- **SOURCE DOCUMENT**
----

EMMA (Extensible MultiModal Annotation markup language) — 3GPP Glossary

EMMA is an XML-based markup language standardized by W3C and referenced by 3GPP for representing user input interpretations in multimodal systems. It allows applications to process inputs from various modalities like voice, keyboard, and pen in a unified format.

Description

The Extensible MultiModal Annotation markup language (EMMA) is a World Wide Web Consortium (W3C) recommendation that provides a data interchange format for representing the semantics of user inputs in multimodal interactive systems. While not a 3GPP-invented protocol, it is referenced within 3GPP specifications (notably TS 23.333) as a potential component for standardizing how multimodal inputs are annotated and processed in telecom service architectures, particularly for Multimedia Telephony (MMTel) and other IP-based services. EMMA documents are XML instances that describe interpretations of user inputs, which could originate from different modalities such as speech, keyboard, touch, or gesture.

An EMMA document structures information about an interpretation, including the raw input data, a derived meaning (like a recognized intent or extracted entities), confidence scores from the recognition process, timing information, and the source modality. This allows a multimodal application, potentially running on a network server or a device, to fuse inputs from different sources. For example, a user might say "show me this" while tapping a map; a speech recognizer would generate an EMMA structure for the utterance, and a gesture recognizer would generate one for the tap coordinates. A dialogue manager could then process these combined EMMA structures to execute the command.

Within a 3GPP context, EMMA's role is to enable interoperable, advanced user interfaces for services defined in the IP Multimedia Subsystem (IMS) framework. By providing a standard way to annotate input, it allows service logic to be decoupled from specific recognition technologies or devices. This supports the creation of richer, more natural human-machine interfaces for services like interactive voice response (IVR) with visual complements, or unified messaging where input can be speech or text. The 3GPP specifications reference EMMA as part of defining the architecture and information flows for multimodal services, ensuring that network-based multimodal interaction managers can process inputs in a vendor-neutral format.

Purpose & Motivation

EMMA was developed by the W3C Multimodal Interaction Working Group to solve the problem of interoperability in multimodal systems, where applications need to combine inputs from diverse recognition technologies (speech, handwriting, vision). Before standardization, each recognizer or fusion engine would use its own proprietary data format, making it difficult to build modular, scalable multimodal applications. EMMA provided a common, extensible XML vocabulary to represent interpretations, enabling plug-and-play integration of different recognition components.

----

- **SET TASK 1**
Answer these questions using the EMMA glossary entry:
(a) Which 3GPP specification is named as a notable reference to EMMA?
(b) In the map example, what does the gesture recognizer generate an EMMA structure for?
(c) Which group developed EMMA?
- **SET TASK 2**
Extract word for word the passage of the EMMA glossary entry from "Within a 3GPP" up to and including "a vendor-neutral format.".

----

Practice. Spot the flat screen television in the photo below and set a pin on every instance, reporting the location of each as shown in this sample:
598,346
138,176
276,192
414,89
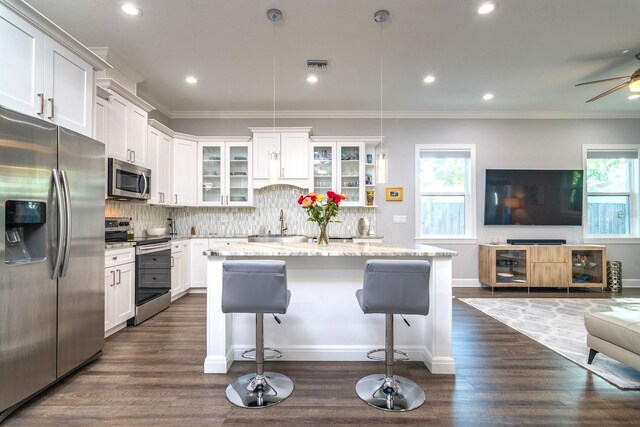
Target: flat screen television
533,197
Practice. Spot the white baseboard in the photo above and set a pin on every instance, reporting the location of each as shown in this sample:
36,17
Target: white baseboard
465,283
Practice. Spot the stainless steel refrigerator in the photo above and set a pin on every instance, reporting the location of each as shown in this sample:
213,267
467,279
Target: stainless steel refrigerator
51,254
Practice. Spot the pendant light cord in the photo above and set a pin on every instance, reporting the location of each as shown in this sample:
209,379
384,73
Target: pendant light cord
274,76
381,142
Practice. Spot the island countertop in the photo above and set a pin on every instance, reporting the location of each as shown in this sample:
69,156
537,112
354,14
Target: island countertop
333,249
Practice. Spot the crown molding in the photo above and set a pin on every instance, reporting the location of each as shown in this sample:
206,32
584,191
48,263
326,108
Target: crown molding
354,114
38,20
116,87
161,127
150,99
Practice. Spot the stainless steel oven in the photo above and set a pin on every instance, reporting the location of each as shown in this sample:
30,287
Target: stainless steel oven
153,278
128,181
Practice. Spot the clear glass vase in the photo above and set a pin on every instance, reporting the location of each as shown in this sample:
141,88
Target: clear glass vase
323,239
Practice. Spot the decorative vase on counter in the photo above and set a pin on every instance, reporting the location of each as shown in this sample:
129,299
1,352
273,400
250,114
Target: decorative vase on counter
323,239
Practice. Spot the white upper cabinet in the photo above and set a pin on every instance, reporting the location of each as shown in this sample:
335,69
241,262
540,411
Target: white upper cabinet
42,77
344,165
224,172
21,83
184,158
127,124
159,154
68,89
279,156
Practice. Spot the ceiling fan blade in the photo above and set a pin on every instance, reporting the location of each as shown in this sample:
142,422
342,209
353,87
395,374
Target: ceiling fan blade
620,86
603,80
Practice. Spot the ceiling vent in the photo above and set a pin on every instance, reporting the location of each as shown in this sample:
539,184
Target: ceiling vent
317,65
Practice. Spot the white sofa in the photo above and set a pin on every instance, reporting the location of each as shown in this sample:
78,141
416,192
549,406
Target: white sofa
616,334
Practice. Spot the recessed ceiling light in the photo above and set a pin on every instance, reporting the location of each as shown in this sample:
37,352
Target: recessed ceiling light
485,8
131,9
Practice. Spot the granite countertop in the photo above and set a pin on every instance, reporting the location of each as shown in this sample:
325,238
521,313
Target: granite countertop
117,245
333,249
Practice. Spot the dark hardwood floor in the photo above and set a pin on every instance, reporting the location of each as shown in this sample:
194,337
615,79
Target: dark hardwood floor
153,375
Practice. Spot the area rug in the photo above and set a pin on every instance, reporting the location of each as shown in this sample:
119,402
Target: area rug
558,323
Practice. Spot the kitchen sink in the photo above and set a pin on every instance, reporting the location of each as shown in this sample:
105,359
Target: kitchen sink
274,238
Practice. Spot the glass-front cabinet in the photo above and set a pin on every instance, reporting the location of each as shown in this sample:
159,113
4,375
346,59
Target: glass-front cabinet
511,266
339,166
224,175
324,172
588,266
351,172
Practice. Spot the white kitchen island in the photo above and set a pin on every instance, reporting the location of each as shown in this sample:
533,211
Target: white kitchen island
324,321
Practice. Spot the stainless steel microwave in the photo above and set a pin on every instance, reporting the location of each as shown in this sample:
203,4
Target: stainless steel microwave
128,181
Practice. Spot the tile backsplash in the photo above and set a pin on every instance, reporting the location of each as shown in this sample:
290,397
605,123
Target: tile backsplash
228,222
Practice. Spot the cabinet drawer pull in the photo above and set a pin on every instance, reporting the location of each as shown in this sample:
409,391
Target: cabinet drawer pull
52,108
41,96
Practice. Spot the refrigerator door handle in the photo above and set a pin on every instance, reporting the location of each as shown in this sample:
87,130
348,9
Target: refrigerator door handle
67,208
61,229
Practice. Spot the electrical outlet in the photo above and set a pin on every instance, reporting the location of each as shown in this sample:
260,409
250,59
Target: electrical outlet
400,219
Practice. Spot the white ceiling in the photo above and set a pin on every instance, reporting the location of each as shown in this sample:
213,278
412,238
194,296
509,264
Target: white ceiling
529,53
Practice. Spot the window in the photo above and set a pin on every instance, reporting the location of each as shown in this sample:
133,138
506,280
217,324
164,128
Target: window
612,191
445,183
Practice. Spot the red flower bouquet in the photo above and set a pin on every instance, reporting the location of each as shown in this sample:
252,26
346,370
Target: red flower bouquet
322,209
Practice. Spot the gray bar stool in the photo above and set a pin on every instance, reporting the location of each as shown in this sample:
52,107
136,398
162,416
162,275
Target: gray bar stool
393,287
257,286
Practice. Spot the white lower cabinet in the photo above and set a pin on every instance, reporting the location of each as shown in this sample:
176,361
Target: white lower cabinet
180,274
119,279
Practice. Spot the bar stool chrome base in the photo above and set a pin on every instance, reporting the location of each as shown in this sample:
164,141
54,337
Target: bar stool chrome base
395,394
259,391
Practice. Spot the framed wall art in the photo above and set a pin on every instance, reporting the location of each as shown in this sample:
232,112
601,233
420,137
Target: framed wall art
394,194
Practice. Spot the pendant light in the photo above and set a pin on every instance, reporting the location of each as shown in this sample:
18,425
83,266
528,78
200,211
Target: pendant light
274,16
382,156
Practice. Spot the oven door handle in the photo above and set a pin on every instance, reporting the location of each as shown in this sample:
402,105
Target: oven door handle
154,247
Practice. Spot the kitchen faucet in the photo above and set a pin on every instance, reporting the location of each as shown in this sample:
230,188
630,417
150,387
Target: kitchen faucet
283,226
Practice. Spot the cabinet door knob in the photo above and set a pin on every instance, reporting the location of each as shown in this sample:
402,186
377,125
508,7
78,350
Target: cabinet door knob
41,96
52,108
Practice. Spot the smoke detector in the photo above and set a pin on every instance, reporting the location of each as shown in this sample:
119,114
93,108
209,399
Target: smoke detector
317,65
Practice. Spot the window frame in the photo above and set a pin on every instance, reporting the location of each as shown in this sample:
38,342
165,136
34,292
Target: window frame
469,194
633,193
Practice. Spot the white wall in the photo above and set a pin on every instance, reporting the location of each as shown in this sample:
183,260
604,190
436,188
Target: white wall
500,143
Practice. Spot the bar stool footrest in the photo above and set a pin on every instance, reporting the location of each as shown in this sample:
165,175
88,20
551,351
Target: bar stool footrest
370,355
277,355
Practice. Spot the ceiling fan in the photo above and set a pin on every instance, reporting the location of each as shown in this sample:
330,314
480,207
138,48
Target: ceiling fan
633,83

----

- **WRITTEN REPLY 1**
(a) TS 23.333
(b) The tap coordinates
(c) The W3C Multimodal Interaction Working Group

- **WRITTEN REPLY 2**
Within a 3GPP context, EMMA's role is to enable interoperable, advanced user interfaces for services defined in the IP Multimedia Subsystem (IMS) framework. By providing a standard way to annotate input, it allows service logic to be decoupled from specific recognition technologies or devices. This supports the creation of richer, more natural human-machine interfaces for services like interactive voice response (IVR) with visual complements, or unified messaging where input can be speech or text. The 3GPP specifications reference EMMA as part of defining the architecture and information flows for multimodal services, ensuring that network-based multimodal interaction managers can process inputs in a vendor-neutral format.